_Request_
Pull out every line in the rows below that contains the word "fried". Case counts, so only lines with that exact capitalization qualify.

_Material provided_
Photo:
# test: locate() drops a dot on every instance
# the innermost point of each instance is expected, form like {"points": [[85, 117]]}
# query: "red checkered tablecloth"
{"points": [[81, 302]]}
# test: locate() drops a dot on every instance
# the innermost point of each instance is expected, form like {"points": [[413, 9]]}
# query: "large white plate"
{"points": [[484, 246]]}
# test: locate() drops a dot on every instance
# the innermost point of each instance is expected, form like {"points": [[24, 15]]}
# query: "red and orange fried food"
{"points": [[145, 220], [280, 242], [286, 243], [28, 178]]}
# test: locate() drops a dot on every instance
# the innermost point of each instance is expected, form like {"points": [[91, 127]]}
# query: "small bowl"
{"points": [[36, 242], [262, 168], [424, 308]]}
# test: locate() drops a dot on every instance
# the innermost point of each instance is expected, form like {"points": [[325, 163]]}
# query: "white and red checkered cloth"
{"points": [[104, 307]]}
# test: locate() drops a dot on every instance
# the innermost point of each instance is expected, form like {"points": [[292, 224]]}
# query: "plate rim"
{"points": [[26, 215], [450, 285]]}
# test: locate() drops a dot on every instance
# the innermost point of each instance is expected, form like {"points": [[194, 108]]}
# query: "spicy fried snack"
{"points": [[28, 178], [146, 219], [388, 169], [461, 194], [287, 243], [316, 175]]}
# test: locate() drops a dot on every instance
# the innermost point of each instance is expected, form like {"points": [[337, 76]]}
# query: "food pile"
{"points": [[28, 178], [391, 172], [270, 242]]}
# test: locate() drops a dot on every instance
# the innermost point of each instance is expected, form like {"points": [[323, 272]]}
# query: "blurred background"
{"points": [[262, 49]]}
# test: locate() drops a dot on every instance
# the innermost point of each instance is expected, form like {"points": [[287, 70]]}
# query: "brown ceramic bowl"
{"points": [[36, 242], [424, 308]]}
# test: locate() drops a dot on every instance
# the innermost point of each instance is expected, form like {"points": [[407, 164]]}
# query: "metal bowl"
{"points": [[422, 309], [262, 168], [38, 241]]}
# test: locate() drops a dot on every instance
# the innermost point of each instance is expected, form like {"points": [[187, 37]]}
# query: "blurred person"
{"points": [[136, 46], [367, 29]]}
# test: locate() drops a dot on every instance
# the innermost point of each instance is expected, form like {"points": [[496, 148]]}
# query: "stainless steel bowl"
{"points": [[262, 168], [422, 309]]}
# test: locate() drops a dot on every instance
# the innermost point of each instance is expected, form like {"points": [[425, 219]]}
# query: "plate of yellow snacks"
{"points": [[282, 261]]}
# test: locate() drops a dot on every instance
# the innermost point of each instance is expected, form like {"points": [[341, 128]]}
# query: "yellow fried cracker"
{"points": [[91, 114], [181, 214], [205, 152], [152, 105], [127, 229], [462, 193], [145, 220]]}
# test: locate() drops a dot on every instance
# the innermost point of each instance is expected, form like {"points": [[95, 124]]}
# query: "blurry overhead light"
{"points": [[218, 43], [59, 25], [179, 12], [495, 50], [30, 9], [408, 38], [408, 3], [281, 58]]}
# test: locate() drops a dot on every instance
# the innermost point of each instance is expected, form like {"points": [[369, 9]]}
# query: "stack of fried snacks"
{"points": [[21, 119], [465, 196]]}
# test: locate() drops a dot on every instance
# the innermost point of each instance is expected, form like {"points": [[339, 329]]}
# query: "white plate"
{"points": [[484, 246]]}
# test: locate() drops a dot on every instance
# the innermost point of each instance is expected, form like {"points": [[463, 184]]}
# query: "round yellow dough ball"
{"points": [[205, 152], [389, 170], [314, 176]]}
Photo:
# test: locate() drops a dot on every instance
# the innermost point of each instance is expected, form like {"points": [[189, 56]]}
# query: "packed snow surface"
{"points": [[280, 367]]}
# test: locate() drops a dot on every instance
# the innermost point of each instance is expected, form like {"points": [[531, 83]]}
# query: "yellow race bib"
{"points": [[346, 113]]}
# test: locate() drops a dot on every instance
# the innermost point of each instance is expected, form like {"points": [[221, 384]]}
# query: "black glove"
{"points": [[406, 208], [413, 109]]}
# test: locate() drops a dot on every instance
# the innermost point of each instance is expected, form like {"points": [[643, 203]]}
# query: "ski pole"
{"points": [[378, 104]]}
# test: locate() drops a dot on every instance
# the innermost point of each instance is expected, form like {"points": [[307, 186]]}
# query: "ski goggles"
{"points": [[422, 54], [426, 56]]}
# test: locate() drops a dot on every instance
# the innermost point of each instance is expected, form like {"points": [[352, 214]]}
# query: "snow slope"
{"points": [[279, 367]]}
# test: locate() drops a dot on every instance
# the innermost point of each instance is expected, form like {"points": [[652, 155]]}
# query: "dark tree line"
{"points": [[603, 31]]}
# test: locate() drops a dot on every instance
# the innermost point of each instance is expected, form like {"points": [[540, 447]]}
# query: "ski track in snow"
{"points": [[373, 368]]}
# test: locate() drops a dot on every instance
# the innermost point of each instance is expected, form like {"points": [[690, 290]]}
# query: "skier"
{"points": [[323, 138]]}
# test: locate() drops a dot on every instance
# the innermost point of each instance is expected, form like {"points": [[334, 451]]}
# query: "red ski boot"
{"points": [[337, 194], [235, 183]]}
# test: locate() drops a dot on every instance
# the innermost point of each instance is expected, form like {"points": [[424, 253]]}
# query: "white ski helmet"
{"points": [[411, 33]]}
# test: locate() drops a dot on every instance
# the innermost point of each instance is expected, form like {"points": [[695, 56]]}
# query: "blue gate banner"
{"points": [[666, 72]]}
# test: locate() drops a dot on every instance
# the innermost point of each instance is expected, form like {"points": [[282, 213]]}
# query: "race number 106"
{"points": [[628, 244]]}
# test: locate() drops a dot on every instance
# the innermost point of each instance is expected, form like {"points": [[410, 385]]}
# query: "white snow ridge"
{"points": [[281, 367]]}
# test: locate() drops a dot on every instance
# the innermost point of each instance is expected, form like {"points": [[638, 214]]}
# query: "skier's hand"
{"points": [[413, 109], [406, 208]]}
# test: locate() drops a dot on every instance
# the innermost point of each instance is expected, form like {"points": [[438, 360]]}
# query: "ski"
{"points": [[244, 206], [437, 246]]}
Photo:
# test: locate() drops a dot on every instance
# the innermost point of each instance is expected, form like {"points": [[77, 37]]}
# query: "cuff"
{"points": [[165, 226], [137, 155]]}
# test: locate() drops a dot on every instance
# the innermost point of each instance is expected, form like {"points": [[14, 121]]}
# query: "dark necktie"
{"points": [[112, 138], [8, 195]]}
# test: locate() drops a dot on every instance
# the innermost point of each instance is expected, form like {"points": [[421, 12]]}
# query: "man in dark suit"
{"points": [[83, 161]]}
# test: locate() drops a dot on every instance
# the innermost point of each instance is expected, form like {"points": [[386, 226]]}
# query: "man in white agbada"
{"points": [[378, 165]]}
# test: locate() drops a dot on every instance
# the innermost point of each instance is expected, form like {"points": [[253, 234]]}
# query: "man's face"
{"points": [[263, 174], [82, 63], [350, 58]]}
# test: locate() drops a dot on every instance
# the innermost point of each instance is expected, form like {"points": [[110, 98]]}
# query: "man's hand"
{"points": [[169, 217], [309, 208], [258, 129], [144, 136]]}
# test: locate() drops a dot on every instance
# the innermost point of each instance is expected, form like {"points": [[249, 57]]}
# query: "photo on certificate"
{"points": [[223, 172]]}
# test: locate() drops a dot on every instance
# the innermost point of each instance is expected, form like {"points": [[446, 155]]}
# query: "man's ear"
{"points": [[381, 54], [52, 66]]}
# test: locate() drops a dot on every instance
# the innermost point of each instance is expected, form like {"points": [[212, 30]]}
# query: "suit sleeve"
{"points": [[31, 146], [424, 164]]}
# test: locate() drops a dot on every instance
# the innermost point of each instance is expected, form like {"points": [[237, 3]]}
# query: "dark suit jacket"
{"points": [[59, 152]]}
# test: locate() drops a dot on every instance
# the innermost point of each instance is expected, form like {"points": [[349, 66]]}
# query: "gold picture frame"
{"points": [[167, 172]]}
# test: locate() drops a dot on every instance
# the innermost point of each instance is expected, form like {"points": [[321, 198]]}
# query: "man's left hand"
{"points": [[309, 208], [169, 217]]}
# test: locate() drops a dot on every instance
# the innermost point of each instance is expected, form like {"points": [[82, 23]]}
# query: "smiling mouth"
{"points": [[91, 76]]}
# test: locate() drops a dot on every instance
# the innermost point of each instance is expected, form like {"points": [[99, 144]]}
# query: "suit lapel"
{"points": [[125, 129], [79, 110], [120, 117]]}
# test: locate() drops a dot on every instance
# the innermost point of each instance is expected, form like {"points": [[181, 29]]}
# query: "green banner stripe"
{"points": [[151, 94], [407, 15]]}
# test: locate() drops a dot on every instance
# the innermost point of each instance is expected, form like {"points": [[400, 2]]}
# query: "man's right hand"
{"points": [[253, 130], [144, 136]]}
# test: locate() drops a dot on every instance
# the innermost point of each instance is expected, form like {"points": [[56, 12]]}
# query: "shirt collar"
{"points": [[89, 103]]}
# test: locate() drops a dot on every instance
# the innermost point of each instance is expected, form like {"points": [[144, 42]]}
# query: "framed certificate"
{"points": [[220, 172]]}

_Written solution_
# query: "red and orange fried food"
# query: "spicy fried snack"
# query: "yellow fried cracker"
# query: "stack of fried snacks"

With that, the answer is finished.